→ Directive 1: Print the passage on the software cell programming model from "Another way to" to "the cell's processing.".
→ Directive 2: Report every line in the records that contains the word "white".

→ Passage given:
----

At the core of the new connected computing architecture the companies have developed is a new “software cell”-based programming model for transmitting data and applications over a network and among the network's members. In one sense, it turns the Java model on its head.  

While it can operate in the Java mode, which downloads a platform independent to run on a node it can also be described as a "write once, reside anywhere and participate everywhere" programming model.

Another way to look at the software cell model is as the Web Services paradigm writ small, in that an application does not have to depend only on the resources resident on the hardware where it resides but can incorporate services from external resources to accomplish its task.

It also differs from the traditional approach in that it combines application and data in the same deliverable "software cell," or apulet, designed for transmission over the network for processing by any processor on the network.  

The code for the applications preferably is based upon the same common instruction set and ISA. Each software cell preferably contains a global identification (global ID) and information describing the amount of computing resources required for the cell's processing.

----

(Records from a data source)
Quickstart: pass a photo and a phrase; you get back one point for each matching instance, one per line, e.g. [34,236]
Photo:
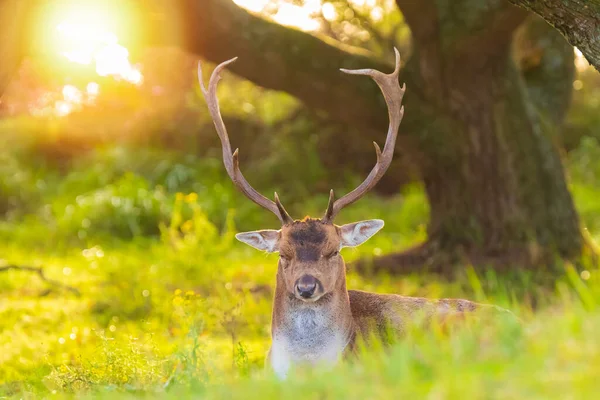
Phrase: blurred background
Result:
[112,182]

----

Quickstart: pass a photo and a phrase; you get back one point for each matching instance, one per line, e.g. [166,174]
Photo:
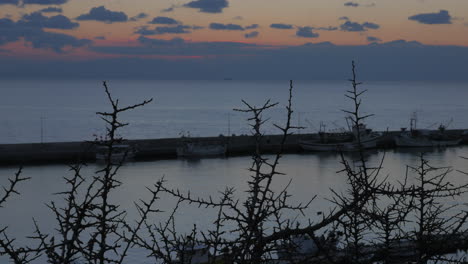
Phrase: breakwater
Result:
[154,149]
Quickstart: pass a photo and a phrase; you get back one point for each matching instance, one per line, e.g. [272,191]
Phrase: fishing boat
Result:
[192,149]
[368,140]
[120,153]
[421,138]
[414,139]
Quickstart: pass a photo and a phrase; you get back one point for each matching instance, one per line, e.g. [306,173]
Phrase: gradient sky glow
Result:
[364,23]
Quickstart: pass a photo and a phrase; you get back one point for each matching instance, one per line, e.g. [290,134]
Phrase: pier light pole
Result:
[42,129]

----

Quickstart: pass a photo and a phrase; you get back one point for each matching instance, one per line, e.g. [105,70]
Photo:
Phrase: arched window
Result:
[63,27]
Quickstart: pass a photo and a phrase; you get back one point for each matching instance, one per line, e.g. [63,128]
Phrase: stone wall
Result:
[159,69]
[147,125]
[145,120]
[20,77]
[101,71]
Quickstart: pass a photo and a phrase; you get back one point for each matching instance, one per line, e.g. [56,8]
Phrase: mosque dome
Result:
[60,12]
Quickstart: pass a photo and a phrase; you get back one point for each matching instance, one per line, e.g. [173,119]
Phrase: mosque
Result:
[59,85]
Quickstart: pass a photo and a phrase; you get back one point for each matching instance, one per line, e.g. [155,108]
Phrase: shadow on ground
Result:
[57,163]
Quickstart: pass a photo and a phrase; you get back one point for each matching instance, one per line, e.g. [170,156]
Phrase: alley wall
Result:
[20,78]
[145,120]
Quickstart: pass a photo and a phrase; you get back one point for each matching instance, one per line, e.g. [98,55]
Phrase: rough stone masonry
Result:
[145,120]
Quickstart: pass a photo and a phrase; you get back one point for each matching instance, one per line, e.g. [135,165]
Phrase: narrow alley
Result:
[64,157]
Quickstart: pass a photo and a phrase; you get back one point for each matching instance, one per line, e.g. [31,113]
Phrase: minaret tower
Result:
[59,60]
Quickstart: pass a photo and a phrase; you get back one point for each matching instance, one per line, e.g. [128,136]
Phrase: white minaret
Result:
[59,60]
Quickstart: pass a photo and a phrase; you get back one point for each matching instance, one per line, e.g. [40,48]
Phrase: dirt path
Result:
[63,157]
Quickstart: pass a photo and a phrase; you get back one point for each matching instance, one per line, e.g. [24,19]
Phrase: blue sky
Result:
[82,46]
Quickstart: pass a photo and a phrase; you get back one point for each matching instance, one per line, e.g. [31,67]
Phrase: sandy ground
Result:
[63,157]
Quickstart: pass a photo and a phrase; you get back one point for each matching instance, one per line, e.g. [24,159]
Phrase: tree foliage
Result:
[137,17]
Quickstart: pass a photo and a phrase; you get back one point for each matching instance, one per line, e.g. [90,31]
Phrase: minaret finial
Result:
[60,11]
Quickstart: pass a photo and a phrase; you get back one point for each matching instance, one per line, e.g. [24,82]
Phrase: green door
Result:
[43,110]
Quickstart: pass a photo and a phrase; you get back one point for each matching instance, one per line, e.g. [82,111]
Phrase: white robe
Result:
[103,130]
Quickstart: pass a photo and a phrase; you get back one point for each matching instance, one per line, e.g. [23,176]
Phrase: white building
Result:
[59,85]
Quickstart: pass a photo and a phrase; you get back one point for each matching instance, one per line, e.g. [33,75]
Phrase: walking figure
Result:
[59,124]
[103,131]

----

→ Exercise result 1:
Another way to look at the software cell model is as the Web Services paradigm writ small, in that an application does not have to depend only on the resources resident on the hardware where it resides but can incorporate services from external resources to accomplish its task.

It also differs from the traditional approach in that it combines application and data in the same deliverable "software cell," or apulet, designed for transmission over the network for processing by any processor on the network.  

The code for the applications preferably is based upon the same common instruction set and ISA. Each software cell preferably contains a global identification (global ID) and information describing the amount of computing resources required for the cell's processing.

→ Exercise result 2:
Phrase: white minaret
Phrase: white robe
Phrase: white building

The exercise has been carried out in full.